• _Action item 1_:
According to the report on new psychoactive substances, how many of the country's ambulance services said they had seen a rise in 999 calls because of legal highs?
• _Action item 2_:
Please reproduce the part of the report on new psychoactive substances starting with "Seven of the" and going on through "rather than cause.".

• _Text segment_:
==========
Greater Manchester Police were called to just two incidents where the consumption of new psychoactive substances (NPS) had been in a factor in 2013/14 but this leaped to 30 in 2014/15, figures released under freedom of information laws have revealed.

Our concern is that these products have similar effects to drugs such as cocaine and ecstasy and the unstable and varied nature of the contents mean that the true side effects can never be predicted

Sgt Sharon Jackson

GMP were unable to provide more details about the incidents but said that the substances were a growing risk.

Sgt Sharon Jackson from GMP’s Wigan Division, said: “New psychoactive substances are a growing risk all over Greater Manchester and these items are easily accessible from retailers and online.

“Our concern is that these products have similar effects to drugs such as cocaine and ecstasy and the unstable and varied nature of the contents mean that the true side effects can never be predicted.

“We and our partners are working hard to educate sellers and buyers on the dangers of these substances, ensure that the correct warnings are in place and that where necessary steps are taken to remove the products from retail premises.”

NPS have been growing in popularity but have increasingly become a problem for emergency services.

Seven of the country’s 14 ambulance services said this week that they had seen a rise in the number of 999 calls because of legal highs but exact figures are hard to come by as calls are recorded by symptoms rather than cause.

The Government is trying to ban NPS, including nitrous oxide, or “laughing gas,” when used for human consumption.

The figures also revealed however, that the number of calls to police about incidents where the consumption of alcohol or illegal drugs had been a factor have fallen.

Police were called 5,226 where alcohol was a factor in 2013/14 but this fell to 4,513 in 2014/15 while calls related to the consumption of illegal drugs fell from 769 to 679 in the same period.

According to the figures, the youngest person arrested for being drunk and disorderly in Wigan in 2014/15 was 17 while the oldest was 79. GMP were unable to say how many of the reports police had attended.
==========
• _Stored entries_:

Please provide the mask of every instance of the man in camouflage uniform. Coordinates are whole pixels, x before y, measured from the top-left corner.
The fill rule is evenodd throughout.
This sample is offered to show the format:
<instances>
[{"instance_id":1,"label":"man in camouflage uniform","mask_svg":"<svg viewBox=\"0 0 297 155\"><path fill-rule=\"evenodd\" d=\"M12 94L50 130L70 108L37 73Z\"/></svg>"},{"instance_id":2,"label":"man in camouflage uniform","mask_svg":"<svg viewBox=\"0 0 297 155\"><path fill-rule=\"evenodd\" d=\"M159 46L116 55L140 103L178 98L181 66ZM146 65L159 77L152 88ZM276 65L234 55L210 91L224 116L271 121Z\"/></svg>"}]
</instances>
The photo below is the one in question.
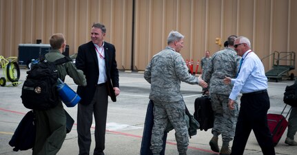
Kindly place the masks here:
<instances>
[{"instance_id":1,"label":"man in camouflage uniform","mask_svg":"<svg viewBox=\"0 0 297 155\"><path fill-rule=\"evenodd\" d=\"M170 121L176 131L175 136L179 154L187 154L189 145L188 130L185 119L185 106L181 93L181 81L206 87L207 84L189 73L186 64L179 53L183 47L184 36L171 32L166 48L154 55L144 73L145 79L151 84L150 99L154 102L154 126L152 146L154 154L162 150L163 136Z\"/></svg>"},{"instance_id":2,"label":"man in camouflage uniform","mask_svg":"<svg viewBox=\"0 0 297 155\"><path fill-rule=\"evenodd\" d=\"M209 84L209 95L212 106L214 112L214 123L212 133L214 135L209 141L212 150L220 154L230 154L229 143L233 140L235 126L238 114L238 104L234 110L228 108L229 95L232 86L223 84L225 76L235 78L240 57L234 49L235 36L228 37L228 47L216 52L203 71L203 79ZM218 136L222 134L223 146L221 150L218 145Z\"/></svg>"},{"instance_id":3,"label":"man in camouflage uniform","mask_svg":"<svg viewBox=\"0 0 297 155\"><path fill-rule=\"evenodd\" d=\"M209 51L206 51L205 54L204 54L204 57L202 58L201 63L201 75L203 75L203 71L205 70L206 67L208 65L208 62L209 62L210 59L212 58L212 57L210 57L209 55ZM202 89L202 94L203 95L205 95L205 94L209 94L208 93L208 88L205 88Z\"/></svg>"}]
</instances>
==========
• _Final answer 1_:
Seven of the country's 14 ambulance services.

• _Final answer 2_:
Seven of the country’s 14 ambulance services said this week that they had seen a rise in the number of 999 calls because of legal highs but exact figures are hard to come by as calls are recorded by symptoms rather than cause.